Extracted material:
** START **

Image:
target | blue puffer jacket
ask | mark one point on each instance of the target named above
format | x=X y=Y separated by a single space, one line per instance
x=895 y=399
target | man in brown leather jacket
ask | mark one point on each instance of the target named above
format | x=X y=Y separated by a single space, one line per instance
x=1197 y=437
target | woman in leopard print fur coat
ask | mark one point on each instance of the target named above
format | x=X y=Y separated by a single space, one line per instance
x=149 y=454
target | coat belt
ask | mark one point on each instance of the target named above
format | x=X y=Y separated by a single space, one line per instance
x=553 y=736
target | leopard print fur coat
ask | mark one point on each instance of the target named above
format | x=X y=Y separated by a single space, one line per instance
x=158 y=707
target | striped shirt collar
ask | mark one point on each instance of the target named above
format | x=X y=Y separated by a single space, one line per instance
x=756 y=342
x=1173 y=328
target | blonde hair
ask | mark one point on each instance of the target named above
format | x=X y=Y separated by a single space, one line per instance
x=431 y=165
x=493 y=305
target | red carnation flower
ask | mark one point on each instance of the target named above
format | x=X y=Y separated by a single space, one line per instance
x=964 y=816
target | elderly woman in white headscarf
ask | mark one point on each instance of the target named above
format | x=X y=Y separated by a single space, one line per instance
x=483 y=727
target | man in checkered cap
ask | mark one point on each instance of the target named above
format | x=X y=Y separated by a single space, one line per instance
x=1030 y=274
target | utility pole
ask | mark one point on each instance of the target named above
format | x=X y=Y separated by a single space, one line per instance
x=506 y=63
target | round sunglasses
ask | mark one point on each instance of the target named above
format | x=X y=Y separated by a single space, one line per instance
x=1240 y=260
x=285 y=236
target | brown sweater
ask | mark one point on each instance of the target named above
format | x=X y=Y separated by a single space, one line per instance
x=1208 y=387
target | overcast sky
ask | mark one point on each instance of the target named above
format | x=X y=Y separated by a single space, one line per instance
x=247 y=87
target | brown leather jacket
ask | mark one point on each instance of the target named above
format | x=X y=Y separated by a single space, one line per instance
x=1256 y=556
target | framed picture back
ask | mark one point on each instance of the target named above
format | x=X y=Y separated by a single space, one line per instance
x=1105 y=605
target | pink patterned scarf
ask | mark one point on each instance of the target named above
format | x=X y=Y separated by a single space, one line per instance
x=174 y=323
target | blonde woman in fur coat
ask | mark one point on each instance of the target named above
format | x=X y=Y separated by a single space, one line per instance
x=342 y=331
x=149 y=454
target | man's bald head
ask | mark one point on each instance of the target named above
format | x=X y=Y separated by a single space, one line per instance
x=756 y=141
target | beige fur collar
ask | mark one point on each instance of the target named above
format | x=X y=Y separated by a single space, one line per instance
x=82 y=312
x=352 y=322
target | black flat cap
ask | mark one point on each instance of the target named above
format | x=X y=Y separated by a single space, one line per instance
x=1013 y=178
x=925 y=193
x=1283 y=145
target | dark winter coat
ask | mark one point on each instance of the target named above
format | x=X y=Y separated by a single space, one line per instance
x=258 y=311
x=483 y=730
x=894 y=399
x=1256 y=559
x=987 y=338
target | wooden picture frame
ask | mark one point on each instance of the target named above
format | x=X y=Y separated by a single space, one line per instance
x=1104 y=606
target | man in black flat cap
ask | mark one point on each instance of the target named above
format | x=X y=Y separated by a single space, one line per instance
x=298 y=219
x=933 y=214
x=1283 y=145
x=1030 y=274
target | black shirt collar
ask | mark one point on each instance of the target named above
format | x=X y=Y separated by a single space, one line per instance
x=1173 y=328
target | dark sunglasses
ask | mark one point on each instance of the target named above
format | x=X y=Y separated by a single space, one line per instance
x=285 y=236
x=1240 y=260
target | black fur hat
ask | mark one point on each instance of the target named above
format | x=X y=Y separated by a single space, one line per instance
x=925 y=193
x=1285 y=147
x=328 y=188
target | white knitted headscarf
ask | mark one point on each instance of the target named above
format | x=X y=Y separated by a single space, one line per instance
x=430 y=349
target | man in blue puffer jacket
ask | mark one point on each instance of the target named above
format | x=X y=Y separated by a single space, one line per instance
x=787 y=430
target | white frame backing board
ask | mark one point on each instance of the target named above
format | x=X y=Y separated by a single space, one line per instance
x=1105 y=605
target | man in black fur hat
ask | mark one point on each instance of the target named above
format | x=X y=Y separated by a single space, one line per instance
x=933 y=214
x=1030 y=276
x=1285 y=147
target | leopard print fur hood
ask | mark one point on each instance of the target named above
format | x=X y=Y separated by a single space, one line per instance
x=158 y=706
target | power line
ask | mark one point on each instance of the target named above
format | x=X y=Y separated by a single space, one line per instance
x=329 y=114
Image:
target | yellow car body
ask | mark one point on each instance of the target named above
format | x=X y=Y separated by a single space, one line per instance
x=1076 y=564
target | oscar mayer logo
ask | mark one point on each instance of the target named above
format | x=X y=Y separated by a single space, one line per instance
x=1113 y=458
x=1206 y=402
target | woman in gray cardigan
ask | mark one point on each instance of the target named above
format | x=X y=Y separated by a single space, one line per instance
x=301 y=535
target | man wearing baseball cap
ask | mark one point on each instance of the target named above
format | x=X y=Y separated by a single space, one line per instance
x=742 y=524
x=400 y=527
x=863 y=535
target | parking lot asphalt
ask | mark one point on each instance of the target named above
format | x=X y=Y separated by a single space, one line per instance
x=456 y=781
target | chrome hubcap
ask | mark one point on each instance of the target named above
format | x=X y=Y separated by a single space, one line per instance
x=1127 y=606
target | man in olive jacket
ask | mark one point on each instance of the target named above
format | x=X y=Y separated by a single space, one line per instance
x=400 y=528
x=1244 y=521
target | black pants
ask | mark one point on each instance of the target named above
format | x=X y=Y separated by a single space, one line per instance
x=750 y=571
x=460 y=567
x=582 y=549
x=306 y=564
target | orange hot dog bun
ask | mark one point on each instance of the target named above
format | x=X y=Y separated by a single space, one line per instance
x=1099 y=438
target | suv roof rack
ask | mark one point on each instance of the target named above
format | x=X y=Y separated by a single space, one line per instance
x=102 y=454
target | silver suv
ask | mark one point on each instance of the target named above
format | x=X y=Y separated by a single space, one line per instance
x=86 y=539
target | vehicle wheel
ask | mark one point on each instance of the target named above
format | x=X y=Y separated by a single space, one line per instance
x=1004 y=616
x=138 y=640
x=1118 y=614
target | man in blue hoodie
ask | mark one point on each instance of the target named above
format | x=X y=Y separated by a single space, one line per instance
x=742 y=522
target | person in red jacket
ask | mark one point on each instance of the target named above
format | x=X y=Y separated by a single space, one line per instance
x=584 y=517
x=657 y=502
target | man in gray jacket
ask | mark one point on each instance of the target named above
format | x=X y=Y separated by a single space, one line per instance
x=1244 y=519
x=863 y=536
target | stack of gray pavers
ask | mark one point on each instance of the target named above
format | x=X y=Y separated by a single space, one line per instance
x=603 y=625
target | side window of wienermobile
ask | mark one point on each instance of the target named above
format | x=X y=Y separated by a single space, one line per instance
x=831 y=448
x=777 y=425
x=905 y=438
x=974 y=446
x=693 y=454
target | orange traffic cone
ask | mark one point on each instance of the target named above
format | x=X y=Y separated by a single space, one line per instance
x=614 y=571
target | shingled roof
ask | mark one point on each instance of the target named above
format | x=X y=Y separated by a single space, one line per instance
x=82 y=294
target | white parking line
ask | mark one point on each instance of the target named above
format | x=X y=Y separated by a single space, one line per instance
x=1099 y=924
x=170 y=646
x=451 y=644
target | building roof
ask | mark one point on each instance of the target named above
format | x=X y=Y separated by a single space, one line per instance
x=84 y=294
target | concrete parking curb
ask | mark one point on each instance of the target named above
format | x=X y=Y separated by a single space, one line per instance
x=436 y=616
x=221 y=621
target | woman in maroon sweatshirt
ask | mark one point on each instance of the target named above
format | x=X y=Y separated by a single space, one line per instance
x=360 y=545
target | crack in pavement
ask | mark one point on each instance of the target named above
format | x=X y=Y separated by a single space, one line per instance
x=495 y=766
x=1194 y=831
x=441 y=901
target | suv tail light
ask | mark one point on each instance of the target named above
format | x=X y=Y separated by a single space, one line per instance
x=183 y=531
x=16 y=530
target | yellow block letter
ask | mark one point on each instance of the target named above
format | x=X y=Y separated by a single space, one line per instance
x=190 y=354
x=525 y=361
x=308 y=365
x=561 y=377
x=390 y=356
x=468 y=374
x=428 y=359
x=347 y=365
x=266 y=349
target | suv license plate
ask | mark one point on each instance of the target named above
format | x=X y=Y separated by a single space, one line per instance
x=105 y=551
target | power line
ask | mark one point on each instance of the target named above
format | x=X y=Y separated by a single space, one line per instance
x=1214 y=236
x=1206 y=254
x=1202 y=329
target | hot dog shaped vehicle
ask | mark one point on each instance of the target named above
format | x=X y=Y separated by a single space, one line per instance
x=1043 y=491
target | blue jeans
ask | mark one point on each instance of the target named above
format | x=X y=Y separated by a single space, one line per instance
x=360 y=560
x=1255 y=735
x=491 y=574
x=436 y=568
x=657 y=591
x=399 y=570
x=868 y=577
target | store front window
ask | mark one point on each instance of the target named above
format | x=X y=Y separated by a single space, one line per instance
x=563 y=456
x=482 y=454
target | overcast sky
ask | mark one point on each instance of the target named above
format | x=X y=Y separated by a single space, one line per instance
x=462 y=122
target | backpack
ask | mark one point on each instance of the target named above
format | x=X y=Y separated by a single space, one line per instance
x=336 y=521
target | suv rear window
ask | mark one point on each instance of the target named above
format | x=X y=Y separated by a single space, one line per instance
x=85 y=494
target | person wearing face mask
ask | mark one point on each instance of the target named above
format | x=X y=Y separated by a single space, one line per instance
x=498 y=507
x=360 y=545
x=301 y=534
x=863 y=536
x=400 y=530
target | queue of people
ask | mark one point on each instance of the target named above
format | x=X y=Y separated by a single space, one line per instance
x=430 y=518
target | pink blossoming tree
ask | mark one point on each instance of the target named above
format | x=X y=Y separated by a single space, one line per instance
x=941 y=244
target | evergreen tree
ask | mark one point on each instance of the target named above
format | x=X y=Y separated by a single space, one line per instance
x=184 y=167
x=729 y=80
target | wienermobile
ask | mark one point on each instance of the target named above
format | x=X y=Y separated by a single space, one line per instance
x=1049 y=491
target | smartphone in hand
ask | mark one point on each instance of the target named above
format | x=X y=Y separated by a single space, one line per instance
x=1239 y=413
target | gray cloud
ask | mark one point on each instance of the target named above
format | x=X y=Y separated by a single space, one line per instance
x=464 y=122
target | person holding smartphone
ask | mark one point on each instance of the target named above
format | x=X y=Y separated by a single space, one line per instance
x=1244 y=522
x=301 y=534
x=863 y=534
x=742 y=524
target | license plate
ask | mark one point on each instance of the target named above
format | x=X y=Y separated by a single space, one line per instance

** END **

Required work: Copy the records verbatim, beginning at the line that contains "target | building roof" and stopping after the line that contains "x=1202 y=329".

Solution for this exercise:
target | building roof
ask | mark one point on each instance of the target named above
format | x=X y=Y separated by a single space, one line per instance
x=84 y=294
target | concrete parking curb
ask | mark one point on each instance of the target named above
format | x=X y=Y separated by a single space, one line per instance
x=436 y=616
x=221 y=621
target | woman in maroon sweatshirt
ask | mark one point on each instance of the target named above
format | x=X y=Y separated by a single space, one line per instance
x=360 y=545
target | crack in pavement
ask | mark one point on each instance of the target named above
format | x=X y=Y separated by a single space, one line per instance
x=495 y=766
x=1194 y=831
x=441 y=901
target | suv tail light
ask | mark one point on each instance of the target named above
format | x=X y=Y separated by a single space, one line per instance
x=183 y=531
x=16 y=530
target | yellow block letter
ask | mark one point on each instance of the target named above
format | x=X y=Y separated by a single space, one line per instance
x=190 y=354
x=525 y=361
x=308 y=365
x=561 y=377
x=390 y=356
x=468 y=374
x=428 y=359
x=347 y=365
x=266 y=349
target | suv license plate
ask | mark one point on each instance of the target named above
format | x=X y=Y separated by a single space, one line per instance
x=105 y=551
target | power line
ask | mark one point on each instance of the target named above
format | x=X y=Y separated by a single space, one line per instance
x=1214 y=236
x=1206 y=254
x=1202 y=329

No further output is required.